할 일: 자료에서 "wall"라는 문자열이 들어 있는 줄을 세어 그 수만 쓰세요. 대소문자를 구분합니다.

박스 라벨 데이터셋 발췌
========
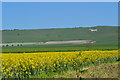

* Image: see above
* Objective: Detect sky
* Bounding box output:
[2,2,118,29]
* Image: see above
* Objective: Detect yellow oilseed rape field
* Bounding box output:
[2,50,118,78]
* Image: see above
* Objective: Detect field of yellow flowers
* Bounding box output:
[2,50,118,78]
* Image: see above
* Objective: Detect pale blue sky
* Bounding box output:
[2,2,118,29]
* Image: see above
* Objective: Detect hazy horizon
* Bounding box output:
[2,2,118,30]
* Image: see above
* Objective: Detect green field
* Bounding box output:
[2,26,118,53]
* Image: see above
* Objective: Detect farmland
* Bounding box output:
[0,26,120,79]
[2,26,118,53]
[2,50,119,78]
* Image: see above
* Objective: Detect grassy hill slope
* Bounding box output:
[2,26,118,45]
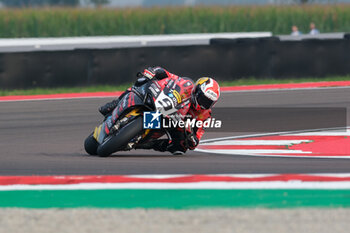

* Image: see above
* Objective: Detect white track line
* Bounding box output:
[0,181,350,191]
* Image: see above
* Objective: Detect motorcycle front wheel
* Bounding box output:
[97,116,142,157]
[84,134,98,155]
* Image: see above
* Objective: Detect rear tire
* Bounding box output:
[84,134,98,155]
[97,117,142,157]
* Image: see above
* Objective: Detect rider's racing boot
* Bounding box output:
[98,98,120,116]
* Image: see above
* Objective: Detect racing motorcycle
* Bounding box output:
[84,77,193,157]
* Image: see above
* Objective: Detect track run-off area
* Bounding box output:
[0,82,350,209]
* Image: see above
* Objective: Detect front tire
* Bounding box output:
[97,117,142,157]
[84,134,98,155]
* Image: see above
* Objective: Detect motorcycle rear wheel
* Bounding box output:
[97,116,142,157]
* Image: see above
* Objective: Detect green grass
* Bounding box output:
[0,76,350,96]
[0,4,350,38]
[0,189,350,209]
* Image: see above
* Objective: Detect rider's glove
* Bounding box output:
[137,66,168,80]
[143,67,156,80]
[186,132,199,150]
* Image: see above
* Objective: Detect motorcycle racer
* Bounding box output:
[99,67,220,154]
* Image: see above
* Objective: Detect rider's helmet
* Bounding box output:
[191,77,220,110]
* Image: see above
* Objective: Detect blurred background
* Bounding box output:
[0,0,350,90]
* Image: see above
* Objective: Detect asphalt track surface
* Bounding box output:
[0,87,350,175]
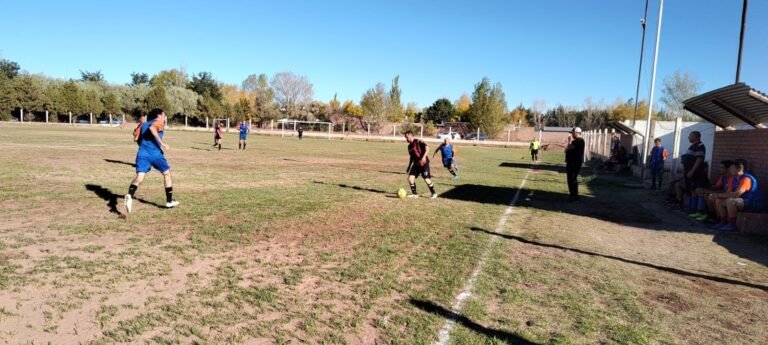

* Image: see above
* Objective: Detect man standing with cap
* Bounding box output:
[565,127,584,202]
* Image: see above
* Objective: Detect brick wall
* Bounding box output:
[711,129,768,203]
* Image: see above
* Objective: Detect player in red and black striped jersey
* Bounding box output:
[405,131,437,199]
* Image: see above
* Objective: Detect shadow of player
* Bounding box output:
[85,184,165,216]
[104,158,136,168]
[408,298,536,345]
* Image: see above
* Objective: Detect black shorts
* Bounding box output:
[408,162,432,178]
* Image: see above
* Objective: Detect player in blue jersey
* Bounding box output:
[125,109,179,213]
[432,138,459,180]
[237,120,251,150]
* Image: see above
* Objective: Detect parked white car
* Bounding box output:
[437,132,461,140]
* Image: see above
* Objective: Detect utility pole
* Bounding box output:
[736,0,749,84]
[632,0,648,129]
[640,0,664,179]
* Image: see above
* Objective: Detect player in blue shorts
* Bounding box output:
[237,120,251,150]
[125,109,179,213]
[432,138,459,180]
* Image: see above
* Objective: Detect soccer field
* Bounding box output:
[0,124,768,344]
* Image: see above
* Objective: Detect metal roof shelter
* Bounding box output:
[606,121,645,137]
[683,83,768,130]
[543,126,573,133]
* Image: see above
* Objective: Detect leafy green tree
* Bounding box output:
[130,72,149,86]
[166,86,200,117]
[144,86,171,112]
[112,84,150,118]
[387,75,404,122]
[250,74,280,122]
[44,84,66,116]
[405,102,421,122]
[0,73,16,121]
[660,71,701,120]
[187,72,224,102]
[60,80,86,115]
[80,70,104,83]
[101,91,121,115]
[467,78,508,137]
[197,94,226,118]
[11,75,47,120]
[360,83,389,131]
[233,98,253,121]
[149,68,189,88]
[83,90,104,115]
[270,72,314,117]
[0,59,21,79]
[452,93,472,121]
[424,98,456,123]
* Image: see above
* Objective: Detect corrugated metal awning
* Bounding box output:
[683,83,768,129]
[543,126,573,133]
[606,121,645,137]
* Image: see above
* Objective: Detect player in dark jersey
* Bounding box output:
[432,138,459,180]
[405,131,437,199]
[237,120,251,150]
[213,122,223,151]
[125,109,179,213]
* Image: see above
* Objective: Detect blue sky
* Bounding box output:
[0,0,768,107]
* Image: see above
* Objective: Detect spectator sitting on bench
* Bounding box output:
[715,159,765,231]
[691,160,733,223]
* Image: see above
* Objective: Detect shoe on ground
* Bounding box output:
[125,194,133,213]
[693,214,709,222]
[717,224,738,232]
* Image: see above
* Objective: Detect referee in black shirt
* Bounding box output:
[565,127,584,202]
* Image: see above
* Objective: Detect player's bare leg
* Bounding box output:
[124,173,147,213]
[426,177,437,199]
[163,170,179,208]
[408,175,419,198]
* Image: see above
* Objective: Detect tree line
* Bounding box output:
[0,59,700,137]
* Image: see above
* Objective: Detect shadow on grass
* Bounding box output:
[408,298,536,345]
[314,181,397,198]
[85,184,165,216]
[499,162,565,173]
[283,158,406,175]
[104,158,136,168]
[470,227,768,291]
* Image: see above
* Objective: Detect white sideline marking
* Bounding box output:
[435,167,533,345]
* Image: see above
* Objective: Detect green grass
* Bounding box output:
[0,125,765,344]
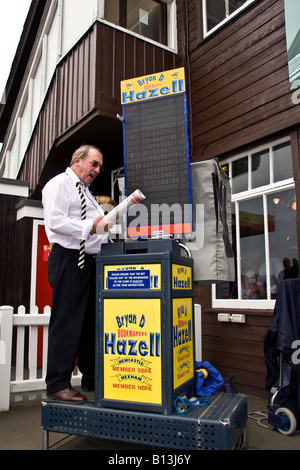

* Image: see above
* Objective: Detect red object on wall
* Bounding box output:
[35,225,52,367]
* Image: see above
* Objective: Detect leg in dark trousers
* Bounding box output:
[46,244,95,394]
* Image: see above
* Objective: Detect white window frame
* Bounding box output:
[97,0,178,53]
[211,137,295,310]
[202,0,256,38]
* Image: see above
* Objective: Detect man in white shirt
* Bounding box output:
[42,145,109,403]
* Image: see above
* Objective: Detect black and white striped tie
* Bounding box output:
[76,181,86,269]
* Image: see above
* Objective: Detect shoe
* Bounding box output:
[81,377,95,392]
[50,387,87,404]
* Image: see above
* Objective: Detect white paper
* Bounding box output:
[96,189,146,233]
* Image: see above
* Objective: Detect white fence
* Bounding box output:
[0,306,81,411]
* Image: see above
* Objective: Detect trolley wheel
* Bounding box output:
[275,408,297,436]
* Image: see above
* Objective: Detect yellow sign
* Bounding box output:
[104,264,161,290]
[121,67,185,104]
[172,264,192,290]
[173,297,194,390]
[103,298,162,404]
========
답변: 2